### Exercise:
Could you restate word for word every line of the records below, from the first one to the one holding "shrub in this photo and return bounding boxes"?

◆ ◆ ◆ ◆

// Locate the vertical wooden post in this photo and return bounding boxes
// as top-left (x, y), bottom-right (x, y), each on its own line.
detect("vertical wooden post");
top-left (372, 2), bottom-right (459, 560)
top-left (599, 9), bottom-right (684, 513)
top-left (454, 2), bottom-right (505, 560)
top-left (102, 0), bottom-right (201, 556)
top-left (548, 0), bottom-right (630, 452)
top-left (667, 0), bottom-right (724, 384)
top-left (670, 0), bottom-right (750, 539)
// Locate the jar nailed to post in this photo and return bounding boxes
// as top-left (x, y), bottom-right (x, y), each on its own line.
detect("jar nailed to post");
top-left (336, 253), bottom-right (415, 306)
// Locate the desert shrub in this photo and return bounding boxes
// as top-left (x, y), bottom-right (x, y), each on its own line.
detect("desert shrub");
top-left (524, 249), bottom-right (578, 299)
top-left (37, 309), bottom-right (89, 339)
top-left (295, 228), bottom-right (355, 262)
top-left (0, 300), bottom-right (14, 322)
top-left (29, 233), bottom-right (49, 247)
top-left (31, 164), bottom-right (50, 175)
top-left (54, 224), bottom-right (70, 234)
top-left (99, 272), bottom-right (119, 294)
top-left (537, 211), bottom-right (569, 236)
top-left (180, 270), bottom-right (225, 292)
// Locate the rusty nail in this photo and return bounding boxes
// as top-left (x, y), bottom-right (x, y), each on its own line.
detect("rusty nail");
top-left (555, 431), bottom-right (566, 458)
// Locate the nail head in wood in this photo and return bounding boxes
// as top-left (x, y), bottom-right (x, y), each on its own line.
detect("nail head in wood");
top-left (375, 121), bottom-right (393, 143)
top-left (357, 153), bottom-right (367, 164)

◆ ◆ ◆ ◆

### Answer to the exercise:
// Locate the vertical wooden post in this photo and return bounding boxes
// as top-left (x, y), bottom-right (x, y), each on its own line.
detect("vertical wooden post");
top-left (372, 2), bottom-right (459, 560)
top-left (599, 9), bottom-right (684, 513)
top-left (454, 2), bottom-right (505, 560)
top-left (102, 0), bottom-right (201, 556)
top-left (548, 0), bottom-right (630, 452)
top-left (667, 0), bottom-right (724, 384)
top-left (670, 0), bottom-right (750, 539)
// Locate the jar nailed to post in this photo and return bounding boxes
// as top-left (x, y), bottom-right (x, y), each on its own line.
detect("jar nailed to post");
top-left (336, 253), bottom-right (415, 306)
// Locate the desert shrub in this photo and return bounding boxes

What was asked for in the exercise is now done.